* PROBLEM DETAILS
Please edit the entries below by replacing every "Target" with "Label" and leaving all other text unchanged.

* EXTRACTED INFORMATION
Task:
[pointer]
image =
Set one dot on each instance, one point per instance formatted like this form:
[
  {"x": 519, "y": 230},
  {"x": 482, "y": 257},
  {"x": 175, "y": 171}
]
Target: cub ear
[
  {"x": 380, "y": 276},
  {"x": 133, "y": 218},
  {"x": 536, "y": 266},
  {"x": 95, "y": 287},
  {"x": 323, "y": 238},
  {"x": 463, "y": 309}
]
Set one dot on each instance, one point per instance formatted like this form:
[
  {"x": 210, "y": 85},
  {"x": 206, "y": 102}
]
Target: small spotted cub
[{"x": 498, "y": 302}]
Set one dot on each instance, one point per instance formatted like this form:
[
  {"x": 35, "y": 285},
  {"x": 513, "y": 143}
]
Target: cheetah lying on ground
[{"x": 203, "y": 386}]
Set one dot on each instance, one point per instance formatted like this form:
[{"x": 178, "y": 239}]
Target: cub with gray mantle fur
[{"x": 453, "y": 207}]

* RESULT
Task:
[pointer]
image =
Set one dot on each instance, one point per instance formatted like this form:
[
  {"x": 519, "y": 230},
  {"x": 482, "y": 257},
  {"x": 175, "y": 171}
]
Label: cub ear
[
  {"x": 380, "y": 276},
  {"x": 133, "y": 218},
  {"x": 536, "y": 266},
  {"x": 95, "y": 287},
  {"x": 323, "y": 238},
  {"x": 463, "y": 309}
]
Set one dot on each instance, one point per instance formatted like this form:
[
  {"x": 210, "y": 85},
  {"x": 206, "y": 102}
]
Label: small spotted cub
[{"x": 498, "y": 302}]
Set one dot on each instance, one point per instance formatted like this form:
[
  {"x": 35, "y": 285},
  {"x": 513, "y": 143}
]
Label: cheetah lying on ground
[{"x": 203, "y": 386}]
Set one dot on each instance, one point per instance formatted like this form:
[{"x": 178, "y": 239}]
Label: cub with gray mantle fur
[{"x": 453, "y": 207}]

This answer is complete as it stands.